What the task requires: Copy out every line of the material below word for word.
** begin Working data **
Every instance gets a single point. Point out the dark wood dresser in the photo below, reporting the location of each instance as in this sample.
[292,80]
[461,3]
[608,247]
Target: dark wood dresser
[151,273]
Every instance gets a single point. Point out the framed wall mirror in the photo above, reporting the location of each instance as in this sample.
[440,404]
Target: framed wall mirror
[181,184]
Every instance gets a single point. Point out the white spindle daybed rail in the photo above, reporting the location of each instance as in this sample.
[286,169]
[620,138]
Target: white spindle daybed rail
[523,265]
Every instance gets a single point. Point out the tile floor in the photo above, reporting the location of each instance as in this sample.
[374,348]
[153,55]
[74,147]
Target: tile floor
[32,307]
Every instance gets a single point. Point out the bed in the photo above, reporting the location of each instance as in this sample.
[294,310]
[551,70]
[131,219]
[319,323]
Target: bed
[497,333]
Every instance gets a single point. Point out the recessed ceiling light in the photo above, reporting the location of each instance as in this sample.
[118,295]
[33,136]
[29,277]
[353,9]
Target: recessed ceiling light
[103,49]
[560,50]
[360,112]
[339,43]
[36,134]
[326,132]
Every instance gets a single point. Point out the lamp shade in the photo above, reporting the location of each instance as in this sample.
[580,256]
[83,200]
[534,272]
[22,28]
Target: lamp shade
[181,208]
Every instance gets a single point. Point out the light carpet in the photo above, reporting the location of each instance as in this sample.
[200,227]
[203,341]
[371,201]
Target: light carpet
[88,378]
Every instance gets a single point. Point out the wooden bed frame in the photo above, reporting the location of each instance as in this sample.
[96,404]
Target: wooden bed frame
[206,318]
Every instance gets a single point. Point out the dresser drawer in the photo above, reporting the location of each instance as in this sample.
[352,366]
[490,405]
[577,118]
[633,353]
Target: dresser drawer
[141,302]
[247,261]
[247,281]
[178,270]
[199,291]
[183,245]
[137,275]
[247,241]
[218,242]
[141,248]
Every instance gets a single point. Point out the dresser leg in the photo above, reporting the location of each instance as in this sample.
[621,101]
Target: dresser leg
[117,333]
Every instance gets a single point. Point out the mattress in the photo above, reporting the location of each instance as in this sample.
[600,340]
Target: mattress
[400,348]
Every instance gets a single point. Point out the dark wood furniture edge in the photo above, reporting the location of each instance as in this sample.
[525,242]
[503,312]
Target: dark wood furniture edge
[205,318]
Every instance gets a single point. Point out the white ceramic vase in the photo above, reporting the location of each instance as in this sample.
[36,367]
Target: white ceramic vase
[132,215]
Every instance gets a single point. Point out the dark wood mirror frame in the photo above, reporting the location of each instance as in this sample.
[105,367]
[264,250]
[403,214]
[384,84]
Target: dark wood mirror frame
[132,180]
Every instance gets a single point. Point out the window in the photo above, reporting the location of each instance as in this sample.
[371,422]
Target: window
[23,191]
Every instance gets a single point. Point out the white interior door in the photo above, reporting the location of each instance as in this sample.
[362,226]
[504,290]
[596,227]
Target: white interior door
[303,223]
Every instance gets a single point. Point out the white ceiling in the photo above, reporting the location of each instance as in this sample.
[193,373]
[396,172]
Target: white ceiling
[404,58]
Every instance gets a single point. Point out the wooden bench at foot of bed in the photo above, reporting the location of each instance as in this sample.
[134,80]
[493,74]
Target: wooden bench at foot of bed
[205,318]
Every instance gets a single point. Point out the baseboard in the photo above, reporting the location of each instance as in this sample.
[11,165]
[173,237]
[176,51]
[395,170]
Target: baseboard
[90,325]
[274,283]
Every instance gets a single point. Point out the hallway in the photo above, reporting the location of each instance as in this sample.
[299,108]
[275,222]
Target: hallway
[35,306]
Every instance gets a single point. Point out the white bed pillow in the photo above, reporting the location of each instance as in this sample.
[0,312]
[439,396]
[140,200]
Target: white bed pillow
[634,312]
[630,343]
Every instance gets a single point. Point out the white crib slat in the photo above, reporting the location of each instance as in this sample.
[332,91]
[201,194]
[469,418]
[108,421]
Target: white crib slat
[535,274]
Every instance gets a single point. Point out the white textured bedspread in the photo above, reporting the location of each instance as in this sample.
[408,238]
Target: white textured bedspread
** end Working data **
Task response:
Every instance gets a single point. Point out the dark wood dresser in the photo below, reporting the location of each instance as in this sample.
[292,80]
[461,3]
[608,247]
Target: dark wood dresser
[151,273]
Every instance gets a single point. Point out the framed wall mirror in the photo above, reporting the location of each instance as in this sample.
[440,404]
Target: framed wall mirror
[181,184]
Every instance gets a single point. Point out the white spindle daybed rail in the photo above, reporting the location of each instance as in this sample.
[286,169]
[620,138]
Target: white spindle daybed rail
[523,265]
Every instance gets a single point. Point out the tile floor in the photo above, reporting the location of each instance as in this sample.
[374,348]
[153,55]
[74,147]
Target: tile floor
[32,307]
Every instance gets a single point. Point out the bed in the photo above, reporting the location of each instance as in this sample.
[294,310]
[551,70]
[131,219]
[319,323]
Target: bed
[497,333]
Every instance gets a single point. Point out the recessed ceiling light in the photo above, reporting the location of each instance as in this sample.
[118,295]
[33,136]
[29,277]
[353,9]
Target: recessed ceiling light
[103,49]
[560,50]
[360,112]
[339,43]
[36,134]
[326,132]
Every instance gets a single point. Point out the lamp shade in the photo above, reporting the location of each instance as in this sample.
[580,256]
[83,200]
[534,272]
[22,28]
Target: lamp shade
[181,208]
Every instance gets a single point. Point out the light carpet in the photo above, reporting the location of each instance as in this sample.
[200,227]
[203,341]
[371,201]
Target: light carpet
[88,378]
Every instance gets a single point. Point out the wooden bed frame in the photo above, reporting the location of each instance as in this sample.
[96,404]
Target: wooden bed frame
[206,318]
Every instance gets a single point. Point out the dresser drawer in the photo above, reporting the location of each instance as in this sample.
[352,366]
[490,405]
[577,118]
[633,353]
Target: dresser drawer
[141,302]
[247,261]
[247,281]
[178,270]
[199,291]
[183,245]
[137,275]
[247,241]
[218,242]
[141,248]
Every instance gets a single point. Point out the dresser leg in the photo above, reporting the location of each instance as in this sample.
[621,101]
Target: dresser leg
[117,333]
Every instance gets a single point. Point out the mattress in the photo above, reporting the location of each instance as in this sample.
[600,340]
Target: mattress
[400,348]
Every instance gets a single point. Point out the dark wood furniture edge in the photo above, reporting the location of each instance as in this sample.
[525,242]
[503,312]
Target: dark wood furniture edge
[205,318]
Every instance gets a single point. Point out the white ceramic vase in the photo above, reporting the location of each instance as in this sample.
[36,367]
Target: white ceramic vase
[132,215]
Every instance gets a single point. Point out the dark wood mirror frame in the photo above, reporting the location of each instance as in this sample.
[105,367]
[264,250]
[403,214]
[384,84]
Target: dark wood mirror frame
[132,180]
Every instance gets a single point. Point out the window in the photo above, reporting the location of each instance as in this sample.
[371,422]
Target: window
[23,191]
Every instance gets a single point. Point out the white interior door in the photo above, reporting the location of each instance as in this sample.
[362,226]
[504,290]
[596,227]
Target: white interior door
[303,223]
Every instance gets a single point. Point out the white ceiling in the photo above, reporting the location of each instance as in this sample.
[193,373]
[396,172]
Target: white ceiling
[404,58]
Every instance gets a single point. Point out the wooden bench at foot of bed in the photo above, reporting the location of each instance as in this sample.
[134,80]
[493,74]
Target: wooden bench at foot of bed
[205,318]
Every instance gets a single point. Point out the baseboard in the photo above, reporting the location of each instance as in this sample.
[11,165]
[173,237]
[176,51]
[395,170]
Target: baseboard
[90,325]
[274,283]
Every instance gets a single point. Point out the hallway in the photo above, reporting the location of each instance as in this sample.
[299,108]
[275,222]
Target: hallway
[35,306]
Every instance gets a single point. Point out the white bed pillow in the photo above, reporting the location of each instance as in this sample.
[0,312]
[439,396]
[140,200]
Target: white bed pillow
[634,312]
[630,343]
Every instance gets a single point. Point out the white crib slat in the photo above, reporting the location of each instance as in this sample.
[332,91]
[201,194]
[469,418]
[108,421]
Target: white crib slat
[535,274]
Every instance gets a single point. Point out the white textured bedspread in the photo above, reporting the location of each instance as in this sample.
[408,238]
Target: white textured bedspread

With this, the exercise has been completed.